**Written request A**
Translate this sentence from the excerpt on hard look review into Spanish: "This is not, however, how judicial review of agency decisionmaking is practiced."
**Written request B**
Duplicate the passage of the hard look review excerpt that begins at the words "The remainder of" and stops after "a worthwhile regulation.".

**Excerpt**
#####

Academic journal article Harvard Law Review

Rationalizing Hard Look Review after the Fact

Academic journal article Harvard Law Review

Rationalizing Hard Look Review after the Fact

Article excerpt

INTRODUCTION

A fundamental illogic of administrative law is that courts strictly review agencies' determinations of fact and policy but defer to their interpretations of law. (1) Presumably, the opposite should be the case: judges should pay closer attention to their specialty--the law--and less to areas in which they have no particular expertise, such as those with scientific and technical aspects. This is not, however, how judicial review of agency decisionmaking is practiced. Instead of deferring to agencies' expert judgment, courts review agencies' fact and policy determinations under an "arbitrary and capricious" standard that has been frequently criticized as being too demanding and therefore generating delays and ossification. (2)

This Note explores solutions to the ossification problem and argues that the central holding of SEC v. Chenery Corp. (3) (Chenery) ought to be loosened to allow agencies to provide post hoc rationalizations for challenged regulations. It thus defends the creation of a type of expanded harmless error review for hard look cases, which would preserve the brunt of arbitrariness review while avoiding wasteful situations in which regulations are remanded only to be affirmed after years of additional hearings, litigation, and delay.

The remainder of this Note proceeds as follows. Part I examines the hard look doctrine, tracing its evolution from the New Deal to the present. It then summarizes, in a preliminary fashion, the costs and benefits of such review, concluding that its costs may be so great as to suggest that the doctrine should be reformed or weakened. Part II then presents one possible alternative--revisiting the Chenery rule--and argues that courts ought not shy away from supplying missing rationales ex post when doing so can save a worthwhile regulation.

#####

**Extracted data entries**
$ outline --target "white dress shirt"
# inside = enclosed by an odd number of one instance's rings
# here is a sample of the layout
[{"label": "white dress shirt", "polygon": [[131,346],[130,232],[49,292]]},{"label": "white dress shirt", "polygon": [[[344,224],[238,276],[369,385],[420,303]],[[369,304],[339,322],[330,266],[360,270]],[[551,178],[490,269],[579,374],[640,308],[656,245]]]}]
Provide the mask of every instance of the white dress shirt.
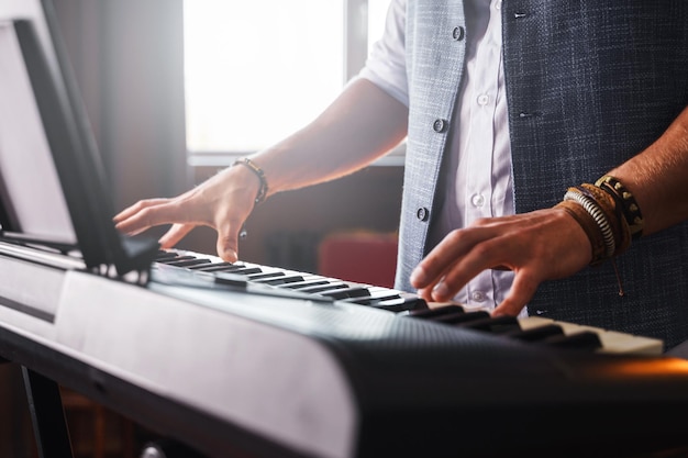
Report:
[{"label": "white dress shirt", "polygon": [[[502,66],[501,0],[465,0],[466,69],[448,143],[443,205],[429,243],[479,217],[514,213],[511,149]],[[392,0],[385,34],[362,70],[389,94],[409,103],[404,62],[406,0]],[[509,292],[511,271],[486,270],[454,299],[469,308],[493,309]],[[526,314],[525,310],[522,312]]]}]

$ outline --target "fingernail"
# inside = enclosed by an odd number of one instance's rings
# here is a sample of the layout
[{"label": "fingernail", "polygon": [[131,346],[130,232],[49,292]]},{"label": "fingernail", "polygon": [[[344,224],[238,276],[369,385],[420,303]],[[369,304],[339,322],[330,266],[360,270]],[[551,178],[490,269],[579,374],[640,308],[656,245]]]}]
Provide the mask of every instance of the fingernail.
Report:
[{"label": "fingernail", "polygon": [[432,289],[432,297],[436,301],[447,300],[450,298],[450,289],[443,281],[441,281]]},{"label": "fingernail", "polygon": [[419,266],[415,269],[413,269],[409,280],[411,281],[411,284],[419,286],[419,284],[424,284],[426,278],[428,276],[425,275],[425,269]]}]

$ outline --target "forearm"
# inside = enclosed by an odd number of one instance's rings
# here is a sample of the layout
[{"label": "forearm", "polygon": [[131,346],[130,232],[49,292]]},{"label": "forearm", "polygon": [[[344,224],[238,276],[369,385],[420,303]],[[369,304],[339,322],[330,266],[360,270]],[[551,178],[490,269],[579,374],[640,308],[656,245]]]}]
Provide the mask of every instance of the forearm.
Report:
[{"label": "forearm", "polygon": [[328,181],[370,164],[407,134],[408,109],[360,79],[312,123],[254,156],[268,194]]},{"label": "forearm", "polygon": [[611,170],[643,213],[643,234],[688,219],[688,108],[650,147]]}]

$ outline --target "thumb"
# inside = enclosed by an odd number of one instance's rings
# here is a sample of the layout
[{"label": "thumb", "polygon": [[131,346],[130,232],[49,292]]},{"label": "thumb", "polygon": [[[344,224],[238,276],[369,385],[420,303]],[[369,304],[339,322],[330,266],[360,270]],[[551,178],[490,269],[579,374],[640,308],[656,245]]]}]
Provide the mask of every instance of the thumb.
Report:
[{"label": "thumb", "polygon": [[238,259],[238,234],[233,227],[235,226],[232,225],[229,230],[218,231],[218,256],[228,262],[236,262]]}]

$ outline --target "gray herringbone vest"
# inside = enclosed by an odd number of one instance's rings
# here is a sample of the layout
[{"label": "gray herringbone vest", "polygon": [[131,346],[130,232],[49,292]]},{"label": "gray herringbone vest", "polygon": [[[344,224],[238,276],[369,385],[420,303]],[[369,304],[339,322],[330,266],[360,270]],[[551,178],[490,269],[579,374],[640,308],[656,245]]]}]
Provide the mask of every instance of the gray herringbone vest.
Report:
[{"label": "gray herringbone vest", "polygon": [[[503,53],[517,212],[558,202],[655,141],[688,104],[686,0],[504,0]],[[397,287],[430,249],[436,183],[464,69],[458,0],[409,0],[410,122]],[[688,186],[688,183],[687,183]],[[688,338],[688,224],[611,264],[542,284],[531,314]]]}]

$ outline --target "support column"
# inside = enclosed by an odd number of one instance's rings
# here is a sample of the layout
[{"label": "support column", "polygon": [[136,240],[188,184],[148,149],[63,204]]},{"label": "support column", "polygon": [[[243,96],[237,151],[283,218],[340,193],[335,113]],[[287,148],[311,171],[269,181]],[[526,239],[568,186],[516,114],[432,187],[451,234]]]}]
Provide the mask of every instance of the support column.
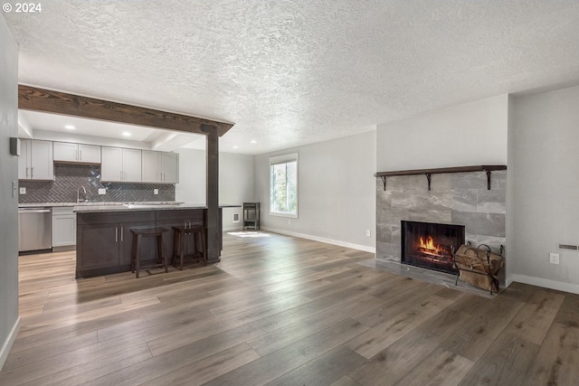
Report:
[{"label": "support column", "polygon": [[213,125],[201,125],[207,135],[207,262],[220,260],[222,230],[219,219],[219,136]]}]

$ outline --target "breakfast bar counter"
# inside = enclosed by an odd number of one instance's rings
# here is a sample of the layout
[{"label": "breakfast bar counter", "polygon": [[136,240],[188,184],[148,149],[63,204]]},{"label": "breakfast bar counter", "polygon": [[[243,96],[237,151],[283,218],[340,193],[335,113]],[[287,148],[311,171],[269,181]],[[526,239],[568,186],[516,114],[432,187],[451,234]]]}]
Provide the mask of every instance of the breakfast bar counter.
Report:
[{"label": "breakfast bar counter", "polygon": [[[219,228],[222,228],[222,208],[219,207]],[[207,227],[207,207],[182,202],[133,202],[78,204],[77,214],[76,277],[91,278],[130,270],[132,255],[131,230],[166,229],[163,248],[170,261],[174,256],[174,226]],[[206,237],[206,236],[205,236]],[[205,242],[207,240],[205,240]],[[154,240],[143,240],[144,259],[154,259],[157,248]],[[150,245],[149,245],[150,244]],[[193,243],[190,243],[193,244]],[[219,232],[219,250],[222,233]],[[190,246],[193,248],[193,245]],[[191,251],[194,252],[193,250]],[[209,260],[208,263],[218,262]]]}]

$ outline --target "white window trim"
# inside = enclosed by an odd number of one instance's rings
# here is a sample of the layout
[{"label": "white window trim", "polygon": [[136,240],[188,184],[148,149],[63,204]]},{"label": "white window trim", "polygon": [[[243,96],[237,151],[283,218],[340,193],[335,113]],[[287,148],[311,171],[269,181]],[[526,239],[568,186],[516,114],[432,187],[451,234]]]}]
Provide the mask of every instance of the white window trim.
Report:
[{"label": "white window trim", "polygon": [[[296,214],[281,213],[279,212],[271,212],[271,165],[278,164],[285,164],[287,162],[296,161],[298,163],[298,168],[296,170],[296,192],[298,194],[298,200],[296,203]],[[298,153],[290,153],[283,155],[276,155],[270,157],[270,202],[268,205],[268,211],[271,216],[276,217],[287,217],[290,219],[297,219],[299,213],[299,161],[298,159]]]}]

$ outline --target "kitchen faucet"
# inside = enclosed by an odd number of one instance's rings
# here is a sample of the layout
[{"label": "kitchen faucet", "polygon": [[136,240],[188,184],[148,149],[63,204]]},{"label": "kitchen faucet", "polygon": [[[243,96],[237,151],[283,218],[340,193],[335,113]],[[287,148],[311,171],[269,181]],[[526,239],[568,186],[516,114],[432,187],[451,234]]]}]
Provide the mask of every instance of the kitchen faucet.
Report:
[{"label": "kitchen faucet", "polygon": [[84,188],[84,186],[81,186],[76,190],[76,203],[81,202],[81,189],[82,189],[82,192],[84,193],[84,202],[87,201],[87,190]]}]

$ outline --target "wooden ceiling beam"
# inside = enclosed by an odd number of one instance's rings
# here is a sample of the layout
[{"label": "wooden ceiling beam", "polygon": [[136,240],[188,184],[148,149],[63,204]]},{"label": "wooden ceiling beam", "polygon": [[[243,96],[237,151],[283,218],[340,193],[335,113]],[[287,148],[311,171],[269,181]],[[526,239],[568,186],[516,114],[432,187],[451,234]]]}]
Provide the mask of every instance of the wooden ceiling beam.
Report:
[{"label": "wooden ceiling beam", "polygon": [[156,110],[94,98],[18,85],[18,108],[148,127],[206,135],[202,125],[216,127],[222,137],[233,124]]}]

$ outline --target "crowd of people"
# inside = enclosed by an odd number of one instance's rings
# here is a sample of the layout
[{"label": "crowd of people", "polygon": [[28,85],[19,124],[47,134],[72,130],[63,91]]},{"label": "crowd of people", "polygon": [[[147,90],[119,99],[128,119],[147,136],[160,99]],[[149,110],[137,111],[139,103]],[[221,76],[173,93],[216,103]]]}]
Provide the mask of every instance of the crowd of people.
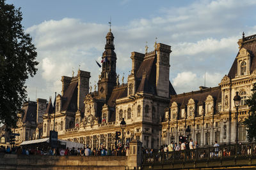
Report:
[{"label": "crowd of people", "polygon": [[72,148],[71,149],[67,148],[66,149],[54,148],[48,147],[45,149],[38,148],[36,149],[29,148],[26,146],[15,146],[10,148],[8,146],[5,148],[3,146],[0,146],[0,153],[10,153],[10,154],[18,154],[18,155],[80,155],[80,156],[125,156],[129,152],[129,148],[116,148],[111,149],[108,148],[106,149],[104,147],[91,148],[87,146],[81,148]]}]

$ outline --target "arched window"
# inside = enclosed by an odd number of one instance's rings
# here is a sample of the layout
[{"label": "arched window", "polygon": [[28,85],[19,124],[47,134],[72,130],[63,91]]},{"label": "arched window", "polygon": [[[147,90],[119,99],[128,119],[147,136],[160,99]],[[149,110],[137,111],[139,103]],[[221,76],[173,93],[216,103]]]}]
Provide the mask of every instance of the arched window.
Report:
[{"label": "arched window", "polygon": [[244,141],[246,139],[245,126],[242,124],[238,125],[238,141]]},{"label": "arched window", "polygon": [[129,85],[129,95],[132,94],[132,83]]},{"label": "arched window", "polygon": [[140,105],[138,106],[137,108],[137,117],[140,117]]},{"label": "arched window", "polygon": [[60,103],[58,102],[56,104],[56,112],[60,111]]},{"label": "arched window", "polygon": [[245,73],[246,71],[246,62],[242,62],[241,64],[241,67],[240,67],[240,75],[243,76],[245,74]]},{"label": "arched window", "polygon": [[246,92],[243,90],[240,92],[241,106],[245,105],[246,101]]},{"label": "arched window", "polygon": [[154,119],[156,117],[156,108],[155,107],[152,107],[152,120],[154,120]]},{"label": "arched window", "polygon": [[44,132],[46,132],[46,124],[44,124]]},{"label": "arched window", "polygon": [[194,109],[193,108],[193,107],[190,107],[189,108],[189,117],[192,117],[193,112],[194,112]]},{"label": "arched window", "polygon": [[1,138],[1,143],[5,143],[5,138],[4,136]]},{"label": "arched window", "polygon": [[60,130],[63,130],[63,121],[60,122]]},{"label": "arched window", "polygon": [[128,108],[127,110],[127,119],[131,118],[131,108]]},{"label": "arched window", "polygon": [[148,117],[148,111],[149,111],[149,106],[148,105],[146,105],[146,107],[145,107],[145,113],[146,117]]},{"label": "arched window", "polygon": [[122,120],[123,118],[123,110],[120,110],[119,111],[119,120]]},{"label": "arched window", "polygon": [[[58,123],[57,122],[55,123],[55,129],[56,131],[58,131]],[[54,131],[55,131],[55,129],[54,129]]]}]

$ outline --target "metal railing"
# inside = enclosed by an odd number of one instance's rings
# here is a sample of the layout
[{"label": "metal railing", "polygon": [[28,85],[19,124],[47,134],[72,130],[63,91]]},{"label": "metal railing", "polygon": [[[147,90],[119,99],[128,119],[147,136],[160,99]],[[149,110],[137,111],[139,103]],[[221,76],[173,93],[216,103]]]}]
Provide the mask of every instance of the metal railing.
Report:
[{"label": "metal railing", "polygon": [[228,159],[256,157],[256,143],[223,145],[169,152],[145,153],[143,164],[182,163],[210,159]]}]

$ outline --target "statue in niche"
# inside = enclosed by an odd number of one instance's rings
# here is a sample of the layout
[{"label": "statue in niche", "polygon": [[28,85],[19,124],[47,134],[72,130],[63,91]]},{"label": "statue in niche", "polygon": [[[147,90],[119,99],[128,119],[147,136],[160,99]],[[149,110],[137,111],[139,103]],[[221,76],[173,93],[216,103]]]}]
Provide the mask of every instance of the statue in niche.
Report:
[{"label": "statue in niche", "polygon": [[116,86],[119,85],[119,74],[116,76]]},{"label": "statue in niche", "polygon": [[226,96],[225,97],[225,106],[227,107],[228,106],[228,96]]},{"label": "statue in niche", "polygon": [[227,125],[224,125],[223,126],[223,139],[226,139],[227,138]]}]

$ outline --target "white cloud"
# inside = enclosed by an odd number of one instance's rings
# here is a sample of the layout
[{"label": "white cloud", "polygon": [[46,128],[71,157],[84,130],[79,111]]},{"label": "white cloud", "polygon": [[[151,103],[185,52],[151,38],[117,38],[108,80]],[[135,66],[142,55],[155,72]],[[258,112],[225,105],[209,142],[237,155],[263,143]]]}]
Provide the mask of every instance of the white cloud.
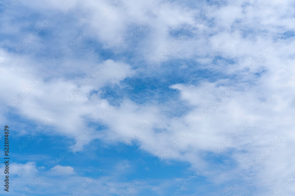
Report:
[{"label": "white cloud", "polygon": [[74,168],[70,166],[61,166],[56,165],[52,167],[50,170],[52,173],[55,175],[71,175],[75,174]]}]

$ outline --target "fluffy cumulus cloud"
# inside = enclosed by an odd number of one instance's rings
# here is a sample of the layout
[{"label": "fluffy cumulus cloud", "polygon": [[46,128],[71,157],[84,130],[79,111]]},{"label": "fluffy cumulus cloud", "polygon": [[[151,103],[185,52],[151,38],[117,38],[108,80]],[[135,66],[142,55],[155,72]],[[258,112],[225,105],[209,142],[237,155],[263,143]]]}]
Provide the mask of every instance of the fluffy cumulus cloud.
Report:
[{"label": "fluffy cumulus cloud", "polygon": [[294,195],[293,1],[0,8],[9,194]]}]

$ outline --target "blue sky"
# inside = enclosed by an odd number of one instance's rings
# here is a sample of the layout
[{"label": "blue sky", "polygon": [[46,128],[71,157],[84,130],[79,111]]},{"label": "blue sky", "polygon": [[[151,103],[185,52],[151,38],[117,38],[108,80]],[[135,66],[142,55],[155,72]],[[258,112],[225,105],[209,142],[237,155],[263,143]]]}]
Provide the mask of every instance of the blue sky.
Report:
[{"label": "blue sky", "polygon": [[0,195],[294,195],[294,5],[2,1]]}]

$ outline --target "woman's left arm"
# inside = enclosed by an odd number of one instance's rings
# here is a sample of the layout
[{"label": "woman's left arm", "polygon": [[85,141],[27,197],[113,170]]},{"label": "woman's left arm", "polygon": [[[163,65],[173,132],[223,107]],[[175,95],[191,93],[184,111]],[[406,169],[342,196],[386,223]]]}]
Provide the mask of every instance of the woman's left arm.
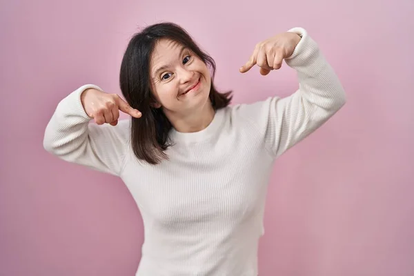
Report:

#####

**Exercise output A**
Sin embargo, no es así como se practica la revisión judicial de la toma de decisiones de las agencias.

**Exercise output B**
The remainder of this Note proceeds as follows. Part I examines the hard look doctrine, tracing its evolution from the New Deal to the present. It then summarizes, in a preliminary fashion, the costs and benefits of such review, concluding that its costs may be so great as to suggest that the doctrine should be reformed or weakened. Part II then presents one possible alternative--revisiting the Chenery rule--and argues that courts ought not shy away from supplying missing rationales ex post when doing so can save a worthwhile regulation.